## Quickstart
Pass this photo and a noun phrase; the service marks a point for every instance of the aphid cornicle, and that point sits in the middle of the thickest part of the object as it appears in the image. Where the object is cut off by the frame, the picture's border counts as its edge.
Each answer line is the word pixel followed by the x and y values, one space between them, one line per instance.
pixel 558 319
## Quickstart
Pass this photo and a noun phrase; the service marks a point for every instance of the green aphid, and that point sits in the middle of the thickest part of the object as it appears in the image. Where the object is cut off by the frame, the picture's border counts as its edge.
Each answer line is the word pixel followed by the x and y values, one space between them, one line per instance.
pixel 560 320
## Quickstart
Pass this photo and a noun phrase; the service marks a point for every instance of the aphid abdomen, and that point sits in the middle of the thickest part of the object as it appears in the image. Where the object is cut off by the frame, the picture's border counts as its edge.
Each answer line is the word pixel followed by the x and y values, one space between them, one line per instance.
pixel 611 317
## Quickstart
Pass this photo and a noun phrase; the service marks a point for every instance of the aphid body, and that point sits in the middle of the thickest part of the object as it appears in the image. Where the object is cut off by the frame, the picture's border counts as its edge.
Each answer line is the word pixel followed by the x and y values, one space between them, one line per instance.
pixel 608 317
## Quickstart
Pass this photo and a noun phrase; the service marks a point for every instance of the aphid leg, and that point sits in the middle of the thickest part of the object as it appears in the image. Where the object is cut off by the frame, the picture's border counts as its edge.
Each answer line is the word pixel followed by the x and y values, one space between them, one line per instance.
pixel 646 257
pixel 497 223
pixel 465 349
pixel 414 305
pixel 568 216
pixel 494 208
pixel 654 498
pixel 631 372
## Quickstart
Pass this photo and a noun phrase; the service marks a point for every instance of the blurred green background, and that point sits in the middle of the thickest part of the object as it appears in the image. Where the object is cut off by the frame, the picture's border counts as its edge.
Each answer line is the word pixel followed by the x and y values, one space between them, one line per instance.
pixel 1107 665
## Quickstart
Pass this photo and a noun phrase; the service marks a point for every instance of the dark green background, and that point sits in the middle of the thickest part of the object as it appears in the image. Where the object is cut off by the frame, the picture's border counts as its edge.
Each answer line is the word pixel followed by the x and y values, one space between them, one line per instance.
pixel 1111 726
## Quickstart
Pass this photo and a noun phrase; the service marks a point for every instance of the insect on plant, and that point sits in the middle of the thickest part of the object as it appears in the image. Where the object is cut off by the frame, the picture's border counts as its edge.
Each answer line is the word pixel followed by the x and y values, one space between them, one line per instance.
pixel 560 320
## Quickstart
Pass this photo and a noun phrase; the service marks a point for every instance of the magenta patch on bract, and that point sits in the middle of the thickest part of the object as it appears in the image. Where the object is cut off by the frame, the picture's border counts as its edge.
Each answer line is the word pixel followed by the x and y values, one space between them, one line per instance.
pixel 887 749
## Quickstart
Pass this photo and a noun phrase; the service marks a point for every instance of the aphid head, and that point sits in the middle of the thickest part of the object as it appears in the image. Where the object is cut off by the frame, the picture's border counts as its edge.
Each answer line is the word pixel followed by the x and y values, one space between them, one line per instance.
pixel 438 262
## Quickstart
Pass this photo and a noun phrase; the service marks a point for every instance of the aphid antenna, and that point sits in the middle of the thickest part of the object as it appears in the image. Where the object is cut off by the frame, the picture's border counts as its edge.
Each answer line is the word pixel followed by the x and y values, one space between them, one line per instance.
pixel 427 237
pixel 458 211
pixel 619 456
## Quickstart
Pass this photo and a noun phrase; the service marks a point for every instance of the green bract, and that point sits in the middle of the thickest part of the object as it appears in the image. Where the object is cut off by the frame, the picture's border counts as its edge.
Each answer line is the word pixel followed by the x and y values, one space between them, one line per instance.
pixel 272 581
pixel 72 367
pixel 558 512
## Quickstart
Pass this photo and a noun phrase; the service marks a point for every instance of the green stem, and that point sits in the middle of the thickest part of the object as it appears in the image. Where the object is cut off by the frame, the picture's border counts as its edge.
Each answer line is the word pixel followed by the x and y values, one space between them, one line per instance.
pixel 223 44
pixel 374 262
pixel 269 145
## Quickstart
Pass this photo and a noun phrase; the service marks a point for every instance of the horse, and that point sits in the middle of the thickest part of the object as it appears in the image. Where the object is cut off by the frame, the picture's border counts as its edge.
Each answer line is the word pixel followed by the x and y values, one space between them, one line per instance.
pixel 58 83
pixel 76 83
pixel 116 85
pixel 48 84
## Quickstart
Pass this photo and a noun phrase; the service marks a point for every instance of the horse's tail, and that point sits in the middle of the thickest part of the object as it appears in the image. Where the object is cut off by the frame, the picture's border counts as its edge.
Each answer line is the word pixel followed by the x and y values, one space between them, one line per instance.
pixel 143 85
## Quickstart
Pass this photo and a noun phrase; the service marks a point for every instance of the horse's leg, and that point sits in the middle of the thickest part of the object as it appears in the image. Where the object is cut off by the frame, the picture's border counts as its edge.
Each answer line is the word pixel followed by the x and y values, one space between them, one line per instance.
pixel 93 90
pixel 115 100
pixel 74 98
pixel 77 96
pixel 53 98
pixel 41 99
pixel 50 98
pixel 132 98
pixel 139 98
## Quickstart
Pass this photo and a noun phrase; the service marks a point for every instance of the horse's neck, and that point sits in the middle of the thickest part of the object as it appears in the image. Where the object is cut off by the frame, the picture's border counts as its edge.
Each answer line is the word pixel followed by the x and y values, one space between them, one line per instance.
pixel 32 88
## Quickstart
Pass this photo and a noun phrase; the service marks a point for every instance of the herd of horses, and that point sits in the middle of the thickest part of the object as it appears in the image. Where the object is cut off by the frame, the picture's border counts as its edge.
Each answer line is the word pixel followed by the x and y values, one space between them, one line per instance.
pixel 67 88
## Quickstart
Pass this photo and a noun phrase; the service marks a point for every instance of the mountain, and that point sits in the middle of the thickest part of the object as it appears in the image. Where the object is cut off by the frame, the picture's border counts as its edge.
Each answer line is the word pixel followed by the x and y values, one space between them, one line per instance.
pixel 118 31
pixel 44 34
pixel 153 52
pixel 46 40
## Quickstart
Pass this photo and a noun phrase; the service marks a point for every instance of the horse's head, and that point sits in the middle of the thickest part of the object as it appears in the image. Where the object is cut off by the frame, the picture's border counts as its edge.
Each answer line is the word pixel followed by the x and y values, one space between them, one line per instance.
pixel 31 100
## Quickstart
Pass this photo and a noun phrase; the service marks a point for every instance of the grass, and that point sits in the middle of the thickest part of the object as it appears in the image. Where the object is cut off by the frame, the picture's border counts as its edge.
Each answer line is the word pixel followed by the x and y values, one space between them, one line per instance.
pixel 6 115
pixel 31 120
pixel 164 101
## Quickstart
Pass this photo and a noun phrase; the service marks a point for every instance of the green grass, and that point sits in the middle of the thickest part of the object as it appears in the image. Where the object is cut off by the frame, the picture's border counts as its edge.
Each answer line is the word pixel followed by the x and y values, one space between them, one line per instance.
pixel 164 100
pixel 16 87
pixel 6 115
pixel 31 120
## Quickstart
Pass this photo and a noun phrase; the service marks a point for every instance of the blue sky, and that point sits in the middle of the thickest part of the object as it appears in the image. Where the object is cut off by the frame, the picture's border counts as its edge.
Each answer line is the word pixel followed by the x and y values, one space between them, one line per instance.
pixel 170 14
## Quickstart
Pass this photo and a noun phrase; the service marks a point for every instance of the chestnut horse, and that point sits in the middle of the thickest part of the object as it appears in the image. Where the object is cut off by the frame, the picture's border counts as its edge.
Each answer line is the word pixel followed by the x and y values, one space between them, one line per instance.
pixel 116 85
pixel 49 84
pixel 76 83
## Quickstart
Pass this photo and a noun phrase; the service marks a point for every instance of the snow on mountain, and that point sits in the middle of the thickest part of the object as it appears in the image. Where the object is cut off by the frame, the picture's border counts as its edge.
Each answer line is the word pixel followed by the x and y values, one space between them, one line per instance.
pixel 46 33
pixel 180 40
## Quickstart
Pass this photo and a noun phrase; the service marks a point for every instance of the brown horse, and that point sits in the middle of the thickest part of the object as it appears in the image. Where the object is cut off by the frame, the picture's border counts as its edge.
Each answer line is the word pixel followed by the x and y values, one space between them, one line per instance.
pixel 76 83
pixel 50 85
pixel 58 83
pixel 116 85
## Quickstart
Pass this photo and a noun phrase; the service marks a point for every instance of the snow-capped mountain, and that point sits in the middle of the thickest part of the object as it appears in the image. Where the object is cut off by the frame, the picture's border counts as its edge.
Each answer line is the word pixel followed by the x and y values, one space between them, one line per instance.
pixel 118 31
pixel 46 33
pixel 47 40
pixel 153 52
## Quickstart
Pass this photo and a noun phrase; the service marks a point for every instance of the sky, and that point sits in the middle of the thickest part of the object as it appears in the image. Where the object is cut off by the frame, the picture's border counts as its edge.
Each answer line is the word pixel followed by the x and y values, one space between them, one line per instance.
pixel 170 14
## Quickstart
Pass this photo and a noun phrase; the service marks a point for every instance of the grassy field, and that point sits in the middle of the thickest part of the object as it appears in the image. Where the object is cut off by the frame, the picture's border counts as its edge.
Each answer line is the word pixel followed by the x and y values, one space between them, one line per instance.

[Work to complete]
Your reply should consist of one number: how many lines above contain the word "bract".

[Response area]
2